А 4-го марта на рассвете меня разбудила сестра милосердия и сказала: «М. А. зовет вас, хочет проститься». Я подошла, он покосился в сторону сестры, ожидая, что она догадается уйти, но она отвернувшись к окну, не уходила. Тогда он проделал шутку, которая всегда смешила меня, — как бы плюнул легко в сторону сестры, тихонько. А потом, сразу став серьезным, сказал мне прощальные слова, каких не говорил никогда. А уж чего я не слышала от него. Потом ему стало худо, и он отшатнулся, упал на подушку и стал холодеть и синеть у меня на глазах. Я взяла его голову и стала судорожно говорить ему, как мы скоро поедем с ним в Италию, как он там поправится, как хорошо ехать в вагоне, как ветер вздувает занавески… И он стал оживать и бормотать: «Еще, еще про занавески, про ветер».

И когда вечером пришел доктор, он сказал: «Вы знаете, Николай Антонович, я сегодня умирал у нее на руках, и воскрес».

Простите меня, Никол, я знаю, что Вам тяжело будет все это читать. Но ведь я чувствую все время, что Вы ждете от меня рассказа о его последних минутах. Он умирал так же мужественно, как и жил. Вы очень верно сказали о том, что не всякий выбрал бы такой путь. Он мог бы, со своим невероятным талантом, жить абсолютно легкой жизнью, заслужить общее признание. Пользоваться всеми благами жизни. Но он был настоящий художник — правдивый, честный. Писать он мог только о том, что знал, во что верил. Уважение к нему всех знавших его или хотя бы только его творчество — безмерно. Для многих он был совестью. Утрата его для каждого, кто соприкасался с ним, — невозвратима.

------

Задания:
A: Переведите на английский предложение из отрывка о последних днях М. А.: «Он умирал так же мужественно, как и жил.»
B: Продолжите отрывок о последних днях М. А. с того места, где он заканчивается.

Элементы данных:
------

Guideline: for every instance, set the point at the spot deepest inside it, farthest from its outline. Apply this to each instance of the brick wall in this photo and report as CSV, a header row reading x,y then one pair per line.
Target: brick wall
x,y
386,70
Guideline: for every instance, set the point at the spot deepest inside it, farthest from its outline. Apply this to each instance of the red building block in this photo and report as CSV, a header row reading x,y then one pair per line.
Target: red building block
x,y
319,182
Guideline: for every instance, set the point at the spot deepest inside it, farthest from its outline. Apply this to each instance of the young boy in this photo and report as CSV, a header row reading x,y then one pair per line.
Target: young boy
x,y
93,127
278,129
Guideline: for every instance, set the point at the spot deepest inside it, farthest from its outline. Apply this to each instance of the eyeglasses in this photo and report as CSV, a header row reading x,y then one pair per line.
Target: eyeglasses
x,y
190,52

------

Ответы:
A: He died as courageously as he had lived.

B:
24 февраля 1961 г.

…Вы спрашиваете, почему я посадила груши на Мишиной могиле? Я хотела — вишневые деревья, но в ту пору не нашлось их. И предложили груши, я согласилась. Сейчас это очень густые, высокие деревья, дающие большие вкусные плоды — к сожалению — так как на них охотятся работники мастерской (памятников) при кладбище. В прошлом году я обратилась с жалобой директору, так как затоптали очень красивый газон. Но убрать эти деревья жаль, уж очень красиво все на могиле, и эти деревья, образующие купол над камнем, и сам камень, и яркий газон.

3 августа 1961 г.

Посылаю Вам карточку, которая Вам будет интересна из-за портрета Миши. Этот портрет был заказан Союзом писателей — для гражданской панихиды по Мише в ССП, был выполнен художником К. Чемко в одну ночь с маленькой фотографии — последней, вернее, последней во время его здорового состояния, — летом 1939 года. Потом я приобрела портрет. Раму заказала в Третьяковской галерее (помещающейся в Лаврушинском пер.). Рама красного дерева, вогнутая. Рядом со мной — моя молодая приятельница, муж которой снимал фото.

14 сентября 1961 г.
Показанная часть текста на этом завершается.